• **Tugas yang Diberikan 1**: Sebutkan jumlah baris dalam catatan di bawah yang memuat kata "black". Tuliskan angkanya saja.

• **Teks Bacaan**:
——
Cerita tentang Tanah Para Wali

Nama saya Hasan Ali Assyafi’i. Lahir di Solo pada tanggal 21 April 1996. Saya adalah salah satu santri di PPTI. Walaupun saya sudah lulus dari KMI pada tahun 2015, tetapi sekali santri tetaplah santri. Banyak hal yang saya dapatkan selama menempuh pendidikan di PPTI. Di sana saya dibekali banyak kemampuan dasar dalam bidang bahasa dan agama. Kedua hal itulah yang mengantarkan saya untuk melanjutkan pendidikan di luar negri. Tepatnya di Universitas Al Ahgaff, Yaman.

Universitas Al Ahgaff adalah sebuah uniersitas swasta yang didirikan pada tahun 1995 oleh Alm. Sayyidil Habib Mahfudz Al Haddad. Universitas ini terletak di kota Tarim, provinsi Hadramaut. Sebuah kota yang terkenal dengan sebutan tanah seribu wali. Baru setahun mendirikan, Habib Mahfudz Al Haddad meninggal dunia. Posisi beliau kemudian digantikan oleh murid kepercayaan beliau, Habib Prof. dr. Abdullah Baaharun. Beliau masih memimpin Al Ahgaff hingga saat ini.

Universitas Al Ahgaff menggunakan metode tradisional membaca kitab kuning. Metode ini dikenal sebagai metode salafussolihin yang telah dipraktekkan selama ribuan tahun dan terbukti menelurkan banyak ulama kompeten. Para dosen di Al Ahgaff terdiri dari para mufti dan hakim dan alumni Al Ahgaff yang ditunjuk langsung oleh rektor.
Motivasi saya menempuh pendidikan di sana adalah karena munculnya rasa penasaran yang tinggi untuk hidup di negri orang dan berkumpul bersama orang-orang sholeh. Saya merasa bosan dan suntuk untuk melanjutkan pendidikan di negri sendiri. Saya menginginkan tantangan baru dan mencoba keluar dari zona nyaman.

Awal mula cerita saya bisa masuk ke Al Ahgaff dimulai ketika acara khotaman di PPTI. Waktu itu Habib Umar Mutohar diundang untuk mengisi tausiah. Pada satu kesempatan, beliau bertanya kepada saya, “Sekarang kelas berapa?” Saya menjawab, “Sudah mau kuliah, Bib.” Beliau bertanya kembali, “Mau kuliah di mana?” Saya menjawab, “Saat ini sedang coba mendaftar di Jogja, Bib.” Beliau segera menyergah, “Batalkan! Ganti saja. Sekolah di Al Ahgaff, Yaman, mau atau tidak?” Mendengar perintah itu, saya cuma manggut-manggut. Beliau kemudian memberi saya informasi pendaftarannya.
——
• **Catatan yang Tersedia**:
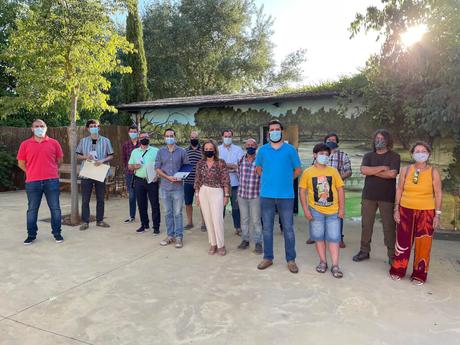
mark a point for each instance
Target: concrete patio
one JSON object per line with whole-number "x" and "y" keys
{"x": 114, "y": 286}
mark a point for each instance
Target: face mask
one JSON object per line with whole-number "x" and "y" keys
{"x": 332, "y": 145}
{"x": 380, "y": 143}
{"x": 420, "y": 157}
{"x": 170, "y": 141}
{"x": 94, "y": 130}
{"x": 209, "y": 154}
{"x": 40, "y": 132}
{"x": 251, "y": 150}
{"x": 275, "y": 136}
{"x": 322, "y": 159}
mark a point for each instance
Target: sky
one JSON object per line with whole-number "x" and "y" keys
{"x": 320, "y": 27}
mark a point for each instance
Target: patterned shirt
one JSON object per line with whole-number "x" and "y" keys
{"x": 249, "y": 179}
{"x": 194, "y": 156}
{"x": 126, "y": 151}
{"x": 216, "y": 177}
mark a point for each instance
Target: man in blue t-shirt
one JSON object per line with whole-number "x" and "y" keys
{"x": 278, "y": 164}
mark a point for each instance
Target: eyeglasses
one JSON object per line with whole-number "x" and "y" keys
{"x": 416, "y": 176}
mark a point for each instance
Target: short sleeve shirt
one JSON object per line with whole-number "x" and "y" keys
{"x": 277, "y": 180}
{"x": 377, "y": 188}
{"x": 139, "y": 156}
{"x": 231, "y": 155}
{"x": 41, "y": 158}
{"x": 322, "y": 185}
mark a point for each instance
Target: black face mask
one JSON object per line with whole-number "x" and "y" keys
{"x": 209, "y": 154}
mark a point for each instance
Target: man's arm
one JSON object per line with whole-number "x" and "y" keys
{"x": 22, "y": 165}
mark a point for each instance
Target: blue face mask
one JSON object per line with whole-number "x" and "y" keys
{"x": 332, "y": 145}
{"x": 40, "y": 132}
{"x": 275, "y": 136}
{"x": 322, "y": 159}
{"x": 170, "y": 141}
{"x": 251, "y": 150}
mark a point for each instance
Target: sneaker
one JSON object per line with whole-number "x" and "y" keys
{"x": 243, "y": 245}
{"x": 179, "y": 243}
{"x": 361, "y": 256}
{"x": 29, "y": 240}
{"x": 167, "y": 240}
{"x": 102, "y": 224}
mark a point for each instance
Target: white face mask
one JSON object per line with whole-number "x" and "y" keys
{"x": 420, "y": 157}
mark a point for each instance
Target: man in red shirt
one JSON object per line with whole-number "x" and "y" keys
{"x": 39, "y": 157}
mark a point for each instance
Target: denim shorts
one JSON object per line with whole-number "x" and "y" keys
{"x": 189, "y": 192}
{"x": 325, "y": 227}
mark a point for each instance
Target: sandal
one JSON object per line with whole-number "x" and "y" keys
{"x": 336, "y": 272}
{"x": 322, "y": 267}
{"x": 212, "y": 250}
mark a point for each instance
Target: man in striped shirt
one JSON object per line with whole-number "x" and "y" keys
{"x": 248, "y": 198}
{"x": 97, "y": 148}
{"x": 193, "y": 153}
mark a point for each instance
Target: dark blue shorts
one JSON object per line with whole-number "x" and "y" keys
{"x": 189, "y": 192}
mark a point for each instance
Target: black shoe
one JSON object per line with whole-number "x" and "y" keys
{"x": 29, "y": 240}
{"x": 361, "y": 256}
{"x": 243, "y": 245}
{"x": 141, "y": 229}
——
• **Tugas yang Diberikan 2**: Ringkaslah teks tentang Tanah Para Wali di atas dalam tiga kalimat.

• **Jawaban Lengkap 1**: 2

• **Jawaban Lengkap 2**: Hasan Ali Assyafi'i, santri PPTI yang lulus dari KMI pada tahun 2015, melanjutkan pendidikan di Universitas Al Ahgaff di kota Tarim, Yaman. Universitas swasta itu didirikan pada tahun 1995 oleh Habib Mahfudz Al Haddad dan menggunakan metode tradisional membaca kitab kuning. Hasan ingin hidup di negeri orang dan mencari tantangan baru, lalu masuk ke Al Ahgaff setelah Habib Umar Mutohar menyarankannya dalam acara khotaman di PPTI.